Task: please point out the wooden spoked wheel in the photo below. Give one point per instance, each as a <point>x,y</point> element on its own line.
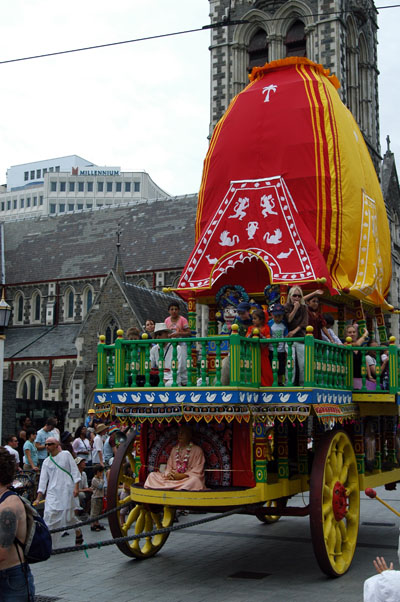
<point>334,503</point>
<point>138,518</point>
<point>271,518</point>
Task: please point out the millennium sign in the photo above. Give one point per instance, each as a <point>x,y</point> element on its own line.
<point>98,171</point>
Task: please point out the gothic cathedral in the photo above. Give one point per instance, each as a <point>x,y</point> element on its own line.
<point>339,34</point>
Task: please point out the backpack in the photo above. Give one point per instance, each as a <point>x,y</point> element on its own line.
<point>37,546</point>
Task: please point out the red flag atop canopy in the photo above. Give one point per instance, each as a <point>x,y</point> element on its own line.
<point>287,186</point>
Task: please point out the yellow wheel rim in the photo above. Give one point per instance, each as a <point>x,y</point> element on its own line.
<point>140,518</point>
<point>143,519</point>
<point>335,503</point>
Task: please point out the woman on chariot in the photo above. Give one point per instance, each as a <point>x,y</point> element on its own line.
<point>258,318</point>
<point>185,466</point>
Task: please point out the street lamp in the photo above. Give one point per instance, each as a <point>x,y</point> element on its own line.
<point>5,313</point>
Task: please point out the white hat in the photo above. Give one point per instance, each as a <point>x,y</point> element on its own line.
<point>160,327</point>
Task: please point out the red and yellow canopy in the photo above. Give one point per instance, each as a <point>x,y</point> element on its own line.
<point>289,193</point>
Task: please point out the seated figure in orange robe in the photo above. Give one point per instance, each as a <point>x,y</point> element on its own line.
<point>185,466</point>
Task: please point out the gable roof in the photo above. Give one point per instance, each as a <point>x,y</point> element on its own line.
<point>156,235</point>
<point>41,341</point>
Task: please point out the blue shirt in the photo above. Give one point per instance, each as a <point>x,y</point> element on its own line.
<point>41,437</point>
<point>278,330</point>
<point>34,453</point>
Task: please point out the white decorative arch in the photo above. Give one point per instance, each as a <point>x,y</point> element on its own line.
<point>242,35</point>
<point>36,307</point>
<point>352,88</point>
<point>69,303</point>
<point>365,93</point>
<point>87,299</point>
<point>257,19</point>
<point>291,12</point>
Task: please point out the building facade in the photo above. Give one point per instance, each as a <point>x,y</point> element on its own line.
<point>66,288</point>
<point>60,245</point>
<point>341,35</point>
<point>69,184</point>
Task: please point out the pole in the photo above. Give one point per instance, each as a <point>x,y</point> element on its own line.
<point>2,339</point>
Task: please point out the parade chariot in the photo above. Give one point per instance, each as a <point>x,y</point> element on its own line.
<point>289,196</point>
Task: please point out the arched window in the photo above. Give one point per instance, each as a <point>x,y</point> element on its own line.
<point>111,331</point>
<point>365,93</point>
<point>352,89</point>
<point>295,40</point>
<point>87,299</point>
<point>30,387</point>
<point>258,49</point>
<point>18,313</point>
<point>69,304</point>
<point>36,307</point>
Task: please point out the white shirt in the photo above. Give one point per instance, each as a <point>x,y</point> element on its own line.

• WHAT THE EXERCISE ASKS:
Each record above is to be restated exactly, with its pictures removed from the copy.

• ANSWER TO THIS TASK:
Task: please point out the wooden spoked wheel in the photo below. Give one point per instance, each as a <point>x,y</point> element on its own line.
<point>334,503</point>
<point>138,518</point>
<point>271,518</point>
Task: please point out the millennium sign in the photo above. Give one point per instance, each as a <point>x,y</point> element on its own line.
<point>98,171</point>
Task: please point out the gothic cathedral in the photo above. Give one point per instance, each as a <point>x,y</point> element on its own line.
<point>339,34</point>
Task: please point out the backpack in the photo above. Give one point per instance, each as a <point>x,y</point> element on its own line.
<point>37,546</point>
Task: please point out the red flag atop canopy in the photo above. Give one point per instance, each as a <point>x,y</point> element on its own line.
<point>287,186</point>
Task: please point out the yellow wheel rim in the photo above. Give one point per instance, each as a <point>x,y</point> element on its own line.
<point>140,518</point>
<point>143,519</point>
<point>335,503</point>
Task: please point out the woman on chariot in the photo above. Give one point per instance, each as a <point>x,y</point> element on its own line.
<point>258,318</point>
<point>185,466</point>
Task: please point out the street lamp in the photo above. Give one point per instance, each as a <point>x,y</point> element on its own line.
<point>5,313</point>
Task: please point out the white hat in the photo above. Give one point per instance, each as a <point>x,y</point> element on its own line.
<point>160,327</point>
Task: please point out the red and yellow canopy in the photo above. Give one point per instance, each as a <point>x,y</point> element on its own line.
<point>289,193</point>
Task: please point out the seated figure in orange robe in the photo above. Give one point per instance, each as a <point>x,y</point> element on its own line.
<point>185,466</point>
Task: please point out the gable roof in the photo above. Give one point per instance, each as a <point>x,y</point> element on its own line.
<point>156,235</point>
<point>41,341</point>
Task: please point out the blue shirt in the photo above. Give one point per instance, each as a <point>x,y</point> element on its own line.
<point>41,437</point>
<point>278,330</point>
<point>34,453</point>
Task: please point out the white decorative arch in the photo above. Give one point per instance, each as a <point>x,y</point> element on its own line.
<point>242,35</point>
<point>36,307</point>
<point>352,88</point>
<point>69,303</point>
<point>365,93</point>
<point>87,299</point>
<point>257,19</point>
<point>291,12</point>
Task: please point out the building facade in the photo above. Give one point per instance, each as a <point>x,y</point> element on its own line.
<point>66,288</point>
<point>60,245</point>
<point>341,35</point>
<point>69,184</point>
Task: please point out the pole in the photo above. Give one point per instance, each as a <point>x,y</point> element on its own line.
<point>2,339</point>
Task: please point out the parade chariot in the photo above. Give one point per instance, each as a <point>x,y</point> element on its own line.
<point>289,196</point>
Task: please point out the arched window in the photo above. Give one point per instance, each as a <point>x,y</point> element on its own line.
<point>111,331</point>
<point>365,93</point>
<point>352,89</point>
<point>295,40</point>
<point>87,299</point>
<point>30,387</point>
<point>258,49</point>
<point>18,313</point>
<point>69,304</point>
<point>36,307</point>
Task: please point out the white shirt in the photo above. Give one point per instance, each as a <point>x,y</point> element on its own line.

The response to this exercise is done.